--- DATASET RECORDS ---
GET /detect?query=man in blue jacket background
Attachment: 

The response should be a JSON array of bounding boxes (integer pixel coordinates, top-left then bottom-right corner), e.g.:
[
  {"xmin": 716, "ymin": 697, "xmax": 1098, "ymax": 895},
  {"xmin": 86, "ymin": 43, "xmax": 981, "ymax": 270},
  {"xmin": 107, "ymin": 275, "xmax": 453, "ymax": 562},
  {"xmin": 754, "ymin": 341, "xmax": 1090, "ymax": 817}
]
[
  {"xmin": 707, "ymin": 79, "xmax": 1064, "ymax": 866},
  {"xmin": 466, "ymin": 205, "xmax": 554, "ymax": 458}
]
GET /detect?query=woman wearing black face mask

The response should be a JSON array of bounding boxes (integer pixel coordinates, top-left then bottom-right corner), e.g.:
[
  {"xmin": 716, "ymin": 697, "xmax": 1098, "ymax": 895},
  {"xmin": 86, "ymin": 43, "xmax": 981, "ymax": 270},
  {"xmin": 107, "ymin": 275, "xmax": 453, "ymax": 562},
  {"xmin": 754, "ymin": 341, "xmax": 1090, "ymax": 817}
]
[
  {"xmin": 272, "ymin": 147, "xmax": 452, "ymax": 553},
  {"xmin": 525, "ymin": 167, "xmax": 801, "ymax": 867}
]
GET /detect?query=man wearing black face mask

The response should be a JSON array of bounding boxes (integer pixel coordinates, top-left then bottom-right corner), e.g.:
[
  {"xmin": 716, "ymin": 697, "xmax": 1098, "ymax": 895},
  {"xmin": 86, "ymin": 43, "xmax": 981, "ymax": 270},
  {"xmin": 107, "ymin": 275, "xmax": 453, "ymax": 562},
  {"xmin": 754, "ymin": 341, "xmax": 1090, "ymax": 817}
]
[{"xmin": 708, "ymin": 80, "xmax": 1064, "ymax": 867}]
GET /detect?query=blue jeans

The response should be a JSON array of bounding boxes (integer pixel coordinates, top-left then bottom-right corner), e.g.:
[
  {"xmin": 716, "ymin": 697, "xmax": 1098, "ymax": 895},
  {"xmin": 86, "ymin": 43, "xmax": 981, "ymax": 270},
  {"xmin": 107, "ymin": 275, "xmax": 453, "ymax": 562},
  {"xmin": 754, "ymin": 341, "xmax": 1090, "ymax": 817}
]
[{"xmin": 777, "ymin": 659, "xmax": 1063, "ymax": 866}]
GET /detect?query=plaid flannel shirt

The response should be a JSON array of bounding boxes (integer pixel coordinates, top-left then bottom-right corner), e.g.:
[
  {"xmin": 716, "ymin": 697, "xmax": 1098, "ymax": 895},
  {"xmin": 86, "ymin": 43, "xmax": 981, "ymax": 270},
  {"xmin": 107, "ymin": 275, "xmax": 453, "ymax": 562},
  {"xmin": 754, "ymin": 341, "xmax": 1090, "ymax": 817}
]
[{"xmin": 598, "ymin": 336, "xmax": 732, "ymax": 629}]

--- ASSIGNMENT ---
Could you restate every entry verbatim, please?

--- TASK SOLUTION ---
GET /detect?query=man in blue jacket background
Attachment: 

The response should be a JSON array of bounding boxes (integer pixel coordinates, top-left then bottom-right corner), e.g.:
[
  {"xmin": 716, "ymin": 697, "xmax": 1098, "ymax": 895},
  {"xmin": 86, "ymin": 43, "xmax": 981, "ymax": 270},
  {"xmin": 107, "ymin": 275, "xmax": 453, "ymax": 562},
  {"xmin": 754, "ymin": 341, "xmax": 1090, "ymax": 817}
]
[
  {"xmin": 707, "ymin": 79, "xmax": 1064, "ymax": 866},
  {"xmin": 466, "ymin": 205, "xmax": 554, "ymax": 458}
]
GET /detect?query=woman wearing black face mask

The response should be a JSON array of bounding boxes (integer pixel coordinates, top-left then bottom-right corner), e.g.:
[
  {"xmin": 716, "ymin": 697, "xmax": 1098, "ymax": 895},
  {"xmin": 86, "ymin": 43, "xmax": 981, "ymax": 270},
  {"xmin": 107, "ymin": 275, "xmax": 453, "ymax": 562},
  {"xmin": 754, "ymin": 341, "xmax": 1090, "ymax": 817}
]
[
  {"xmin": 272, "ymin": 147, "xmax": 452, "ymax": 553},
  {"xmin": 525, "ymin": 167, "xmax": 801, "ymax": 867}
]
GET /detect?query=man wearing black face mask

The response should be a JSON array of bounding boxes (integer pixel coordinates, top-left then bottom-right corner), e.g.:
[
  {"xmin": 716, "ymin": 697, "xmax": 1098, "ymax": 895},
  {"xmin": 86, "ymin": 43, "xmax": 981, "ymax": 270},
  {"xmin": 107, "ymin": 275, "xmax": 453, "ymax": 562},
  {"xmin": 754, "ymin": 341, "xmax": 1090, "ymax": 817}
]
[{"xmin": 708, "ymin": 80, "xmax": 1064, "ymax": 867}]
GET /detect?query=blue jeans

The response should be a JSON array of bounding boxes (integer pixel coordinates, top-left then bottom-right corner), e.g.:
[
  {"xmin": 716, "ymin": 697, "xmax": 1098, "ymax": 895},
  {"xmin": 86, "ymin": 43, "xmax": 981, "ymax": 270},
  {"xmin": 107, "ymin": 275, "xmax": 453, "ymax": 562},
  {"xmin": 754, "ymin": 341, "xmax": 1090, "ymax": 817}
]
[{"xmin": 777, "ymin": 659, "xmax": 1063, "ymax": 866}]
GET /detect?query=plaid flannel shirt

The response should be a JSON array of bounding boxes (integer pixel coordinates, top-left then bottom-right corner), e.g.:
[
  {"xmin": 716, "ymin": 697, "xmax": 1098, "ymax": 895},
  {"xmin": 86, "ymin": 43, "xmax": 981, "ymax": 270},
  {"xmin": 107, "ymin": 275, "xmax": 453, "ymax": 562},
  {"xmin": 754, "ymin": 341, "xmax": 1090, "ymax": 817}
]
[{"xmin": 598, "ymin": 336, "xmax": 732, "ymax": 629}]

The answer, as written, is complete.